§ **Actions to take**
- 1) Rewrite the part of the Sanjay Dutt biography review starting at "Usmani reveals plenty" and ending at "about his ‘hobbies’.", putting "cigar" wherever "cigarette" appears.
- 2) List every film title mentioned in the Sanjay Dutt biography review.

§ **Document text**
______

Omair Alavi|Published July 1, 2018
Kumar Gaurav, Sunil Dutt and Sanjay Dutt at the shooting of Naam which was Sanjay’s first hit film | Photos from the book
Bollywood superstar Sanjay Dutt may have been upset over the release of his unofficial ‘biography’ ahead of the much-publicised biopic Sanju, but Yasser Usman’s Sanjay Dutt: The Crazy Untold Story of Bollywood’s Bad Boy sort of helps the Rajkumar Hirani production. In what is his third unofficial biography of a major Bollywood star — after Rajesh Khanna and Rekha — the author takes readers back in time with the help of published interviews, conversations with friends, family and colleagues as well as news items and gossip pieces from back in the day. Dutt may not like the end result, but his fans certainly would, considering that the book will help them know much behind the actor’s usually smiling facade.
Dutt, aka Sanju Baba, can easily be termed one of the most loved and, equally, controversial actors in Bollywood; long before Salman Khan became the poster boy for ‘bad’ behaviour, it was Dutt who was known for his wild antics and erratic personality. Born to superstar parents Sunil Dutt and Nargis, one might have thought Dutt’s life and career would be smooth sailing. However, his reality has been as dramatic as any masala film replete with romance, action, suspense and even tragedy: he was deep into the drugs scene when drugs weren’t very common, he was always accompanied by the most charming ladies and it was on the advice of then prime minister of India, Indira Gandhi, that he was sent to boarding school in an attempt to control his increasingly wild lifestyle.
Usmani reveals plenty of interesting facts about Dutt, beginning with his very name which was chosen after a contest in Shama magazine. Some fans might know that he won an air-guitar playing contest in the United States in 1982 — when he was 23 years old — but even the most ardent followers might be unaware that he smoked his first cigarette at the age of six in front of his shocked father, was a troublesome individual during his final years of college and started taking drugs at an early age — that too at home, where his mother, the actress Nargis, had no clue about his ‘hobbies’.
An unauthorised biography of Bollywood’s original bad boy
According to the research undertaken by Usman, fans will discover that Dutt’s college professors remember seeing him only once in class, that his mother told her cousin about his drug use before dying and that he remembered nothing about his mother’s funeral — held five days before his debut film Rocky premiered — because he was completely stoned during the burial rites.

______

§ **Dataset extract**

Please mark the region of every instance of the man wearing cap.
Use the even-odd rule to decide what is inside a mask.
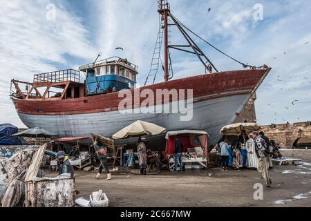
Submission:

______

§ **Results**
- 1)
Usmani reveals plenty of interesting facts about Dutt, beginning with his very name which was chosen after a contest in Shama magazine. Some fans might know that he won an air-guitar playing contest in the United States in 1982 — when he was 23 years old — but even the most ardent followers might be unaware that he smoked his first cigar at the age of six in front of his shocked father, was a troublesome individual during his final years of college and started taking drugs at an early age — that too at home, where his mother, the actress Nargis, had no clue about his ‘hobbies’.

- 2)
- Naam
- Sanju
- Rocky